━━━━━ Dataset records ━━━━━

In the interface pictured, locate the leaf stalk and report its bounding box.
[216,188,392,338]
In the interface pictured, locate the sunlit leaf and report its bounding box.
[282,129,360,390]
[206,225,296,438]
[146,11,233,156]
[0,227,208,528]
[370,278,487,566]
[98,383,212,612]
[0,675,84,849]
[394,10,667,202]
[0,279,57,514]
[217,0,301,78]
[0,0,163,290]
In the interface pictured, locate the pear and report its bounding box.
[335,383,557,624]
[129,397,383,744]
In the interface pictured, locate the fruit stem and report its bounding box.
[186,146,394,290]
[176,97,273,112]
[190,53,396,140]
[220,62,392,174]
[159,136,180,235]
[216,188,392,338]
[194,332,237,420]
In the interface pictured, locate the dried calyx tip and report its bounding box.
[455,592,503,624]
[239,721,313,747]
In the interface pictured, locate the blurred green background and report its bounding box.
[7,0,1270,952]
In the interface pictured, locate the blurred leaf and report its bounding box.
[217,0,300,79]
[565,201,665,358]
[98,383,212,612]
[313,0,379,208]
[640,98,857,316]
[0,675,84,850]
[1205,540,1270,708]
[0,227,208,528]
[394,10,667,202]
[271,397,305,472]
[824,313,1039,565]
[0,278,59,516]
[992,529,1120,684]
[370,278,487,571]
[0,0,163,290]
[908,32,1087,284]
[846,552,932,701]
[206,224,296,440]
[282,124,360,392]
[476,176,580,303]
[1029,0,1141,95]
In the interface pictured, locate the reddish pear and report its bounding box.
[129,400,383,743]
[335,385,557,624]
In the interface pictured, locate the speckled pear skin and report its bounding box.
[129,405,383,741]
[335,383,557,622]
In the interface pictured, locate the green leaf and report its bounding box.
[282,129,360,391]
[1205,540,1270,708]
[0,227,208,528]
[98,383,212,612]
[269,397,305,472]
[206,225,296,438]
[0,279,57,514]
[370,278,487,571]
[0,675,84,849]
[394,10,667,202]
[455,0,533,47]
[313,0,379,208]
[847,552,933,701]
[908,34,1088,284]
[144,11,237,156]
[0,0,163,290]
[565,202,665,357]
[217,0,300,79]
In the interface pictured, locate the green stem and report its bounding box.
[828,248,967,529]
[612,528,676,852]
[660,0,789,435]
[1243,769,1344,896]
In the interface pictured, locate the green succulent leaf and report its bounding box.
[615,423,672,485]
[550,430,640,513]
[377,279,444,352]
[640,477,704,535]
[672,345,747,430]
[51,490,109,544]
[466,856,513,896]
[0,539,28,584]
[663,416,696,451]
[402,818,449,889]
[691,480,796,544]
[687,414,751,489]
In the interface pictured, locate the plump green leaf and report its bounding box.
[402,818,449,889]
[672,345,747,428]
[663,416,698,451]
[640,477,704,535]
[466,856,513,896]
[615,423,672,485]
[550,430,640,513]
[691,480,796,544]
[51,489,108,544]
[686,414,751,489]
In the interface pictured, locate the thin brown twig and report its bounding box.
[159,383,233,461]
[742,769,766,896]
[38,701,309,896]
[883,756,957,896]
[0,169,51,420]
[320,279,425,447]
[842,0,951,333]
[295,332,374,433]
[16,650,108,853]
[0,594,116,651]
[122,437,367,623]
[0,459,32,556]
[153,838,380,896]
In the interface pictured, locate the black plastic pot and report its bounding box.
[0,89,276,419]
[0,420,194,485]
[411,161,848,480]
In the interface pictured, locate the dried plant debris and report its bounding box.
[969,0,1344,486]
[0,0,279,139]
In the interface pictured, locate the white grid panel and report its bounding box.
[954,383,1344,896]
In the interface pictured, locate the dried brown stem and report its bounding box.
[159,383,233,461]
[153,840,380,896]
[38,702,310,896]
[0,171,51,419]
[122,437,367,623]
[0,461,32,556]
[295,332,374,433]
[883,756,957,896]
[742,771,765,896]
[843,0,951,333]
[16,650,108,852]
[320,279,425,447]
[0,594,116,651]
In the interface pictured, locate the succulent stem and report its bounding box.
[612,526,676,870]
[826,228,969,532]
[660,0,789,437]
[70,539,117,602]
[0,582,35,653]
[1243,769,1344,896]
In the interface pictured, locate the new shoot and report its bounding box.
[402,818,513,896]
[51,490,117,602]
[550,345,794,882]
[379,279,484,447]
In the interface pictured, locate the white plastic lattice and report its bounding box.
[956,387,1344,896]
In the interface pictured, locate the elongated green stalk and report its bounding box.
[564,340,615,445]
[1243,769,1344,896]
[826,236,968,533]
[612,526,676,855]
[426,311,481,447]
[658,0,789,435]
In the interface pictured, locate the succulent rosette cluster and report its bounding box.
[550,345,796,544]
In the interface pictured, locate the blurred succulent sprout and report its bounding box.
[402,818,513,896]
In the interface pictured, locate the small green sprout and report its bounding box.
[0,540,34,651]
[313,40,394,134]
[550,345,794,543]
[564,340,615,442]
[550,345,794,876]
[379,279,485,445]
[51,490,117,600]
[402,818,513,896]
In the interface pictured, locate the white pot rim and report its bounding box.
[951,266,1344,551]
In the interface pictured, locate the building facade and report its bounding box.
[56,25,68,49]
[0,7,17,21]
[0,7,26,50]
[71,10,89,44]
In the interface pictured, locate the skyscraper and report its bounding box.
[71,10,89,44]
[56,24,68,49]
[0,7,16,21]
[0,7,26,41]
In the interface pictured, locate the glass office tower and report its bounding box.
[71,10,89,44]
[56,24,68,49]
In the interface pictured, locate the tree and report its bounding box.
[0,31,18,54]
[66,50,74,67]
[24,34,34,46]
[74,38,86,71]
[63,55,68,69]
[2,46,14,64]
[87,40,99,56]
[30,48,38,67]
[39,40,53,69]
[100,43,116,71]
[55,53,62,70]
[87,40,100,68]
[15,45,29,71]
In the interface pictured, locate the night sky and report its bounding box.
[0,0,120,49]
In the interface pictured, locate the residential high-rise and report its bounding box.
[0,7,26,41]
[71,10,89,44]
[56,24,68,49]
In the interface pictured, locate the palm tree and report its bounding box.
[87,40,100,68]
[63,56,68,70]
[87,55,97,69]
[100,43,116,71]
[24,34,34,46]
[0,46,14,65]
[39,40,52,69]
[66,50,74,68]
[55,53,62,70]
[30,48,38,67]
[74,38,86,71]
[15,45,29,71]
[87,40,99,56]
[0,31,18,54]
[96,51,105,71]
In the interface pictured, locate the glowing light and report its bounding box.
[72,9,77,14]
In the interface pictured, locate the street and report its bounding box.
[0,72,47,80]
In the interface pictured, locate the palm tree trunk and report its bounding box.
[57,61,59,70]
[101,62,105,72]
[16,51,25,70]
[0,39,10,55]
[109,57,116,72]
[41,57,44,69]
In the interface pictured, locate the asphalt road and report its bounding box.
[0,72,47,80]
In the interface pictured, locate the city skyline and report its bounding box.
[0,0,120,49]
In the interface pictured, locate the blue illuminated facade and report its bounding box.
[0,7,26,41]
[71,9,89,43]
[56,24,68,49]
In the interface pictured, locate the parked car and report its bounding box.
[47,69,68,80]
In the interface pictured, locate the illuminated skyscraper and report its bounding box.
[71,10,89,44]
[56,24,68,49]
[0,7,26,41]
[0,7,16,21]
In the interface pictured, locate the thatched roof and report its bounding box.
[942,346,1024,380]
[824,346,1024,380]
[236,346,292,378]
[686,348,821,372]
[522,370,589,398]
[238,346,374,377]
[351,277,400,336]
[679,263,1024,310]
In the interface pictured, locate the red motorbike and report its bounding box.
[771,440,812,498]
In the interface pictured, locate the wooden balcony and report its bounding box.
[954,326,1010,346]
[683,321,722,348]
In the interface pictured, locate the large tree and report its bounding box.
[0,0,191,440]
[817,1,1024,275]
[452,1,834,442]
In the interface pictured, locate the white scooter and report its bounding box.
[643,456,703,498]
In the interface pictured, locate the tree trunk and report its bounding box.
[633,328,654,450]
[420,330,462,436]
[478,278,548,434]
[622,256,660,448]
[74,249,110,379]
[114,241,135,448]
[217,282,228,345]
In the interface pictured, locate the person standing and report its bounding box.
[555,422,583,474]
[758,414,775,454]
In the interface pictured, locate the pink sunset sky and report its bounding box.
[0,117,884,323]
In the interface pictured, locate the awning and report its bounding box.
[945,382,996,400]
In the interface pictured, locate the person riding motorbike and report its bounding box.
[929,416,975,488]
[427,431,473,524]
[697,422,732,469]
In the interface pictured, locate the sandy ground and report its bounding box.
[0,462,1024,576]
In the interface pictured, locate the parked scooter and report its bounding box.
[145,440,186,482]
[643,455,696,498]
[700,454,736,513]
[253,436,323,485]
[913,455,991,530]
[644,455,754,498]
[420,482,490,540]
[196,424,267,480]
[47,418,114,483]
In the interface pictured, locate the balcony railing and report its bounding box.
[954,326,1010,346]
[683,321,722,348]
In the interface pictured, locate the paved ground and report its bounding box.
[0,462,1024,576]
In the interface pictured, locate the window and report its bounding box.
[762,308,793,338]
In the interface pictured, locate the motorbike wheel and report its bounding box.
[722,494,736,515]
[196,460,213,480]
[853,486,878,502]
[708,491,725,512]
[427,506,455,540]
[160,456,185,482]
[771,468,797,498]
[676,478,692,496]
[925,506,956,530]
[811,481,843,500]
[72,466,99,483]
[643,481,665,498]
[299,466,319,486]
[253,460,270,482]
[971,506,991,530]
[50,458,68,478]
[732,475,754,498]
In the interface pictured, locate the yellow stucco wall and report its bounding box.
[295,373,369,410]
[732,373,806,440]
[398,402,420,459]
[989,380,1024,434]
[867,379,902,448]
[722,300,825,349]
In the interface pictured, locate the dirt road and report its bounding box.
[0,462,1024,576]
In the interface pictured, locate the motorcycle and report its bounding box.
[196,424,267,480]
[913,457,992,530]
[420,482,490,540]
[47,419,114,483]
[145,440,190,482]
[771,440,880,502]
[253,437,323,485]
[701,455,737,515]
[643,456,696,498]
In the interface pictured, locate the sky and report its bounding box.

━━━━━

■ What the exercise asks:
Copy out the lines of the records above verbatim, beginning at the line that contains "In the interface pictured, locate the red motorbike" and stopping after the line that contains "[697,422,732,469]".

■ Reply:
In the interface pictured, locate the red motorbike and report its bounding box.
[771,440,812,498]
In the interface pictured, locate the wooden balcony and report its bounding box.
[954,326,1010,346]
[683,321,722,348]
In the interface pictured, locate the large tree and report its bounding box.
[0,0,191,440]
[817,1,1024,275]
[452,1,834,442]
In the interface pictured, locate the white scooter and report its bounding box.
[643,456,703,498]
In the interface pictured, locate the tree trunk and report its bounding box.
[633,328,654,450]
[420,330,462,436]
[478,278,548,434]
[622,256,660,448]
[74,249,110,379]
[114,241,135,448]
[217,282,228,345]
In the interface pictured, locate the person standing and report its bounding box.
[555,422,583,474]
[758,414,775,454]
In the interface pictured, locate the pink sunset sky and report its bounding box.
[0,117,884,323]
In the interface pictured, locate the awning and report its bounding box.
[945,382,996,400]
In the interface pictured, locate the person riding motorbike and report its bounding box.
[929,416,975,488]
[427,431,473,524]
[697,422,732,469]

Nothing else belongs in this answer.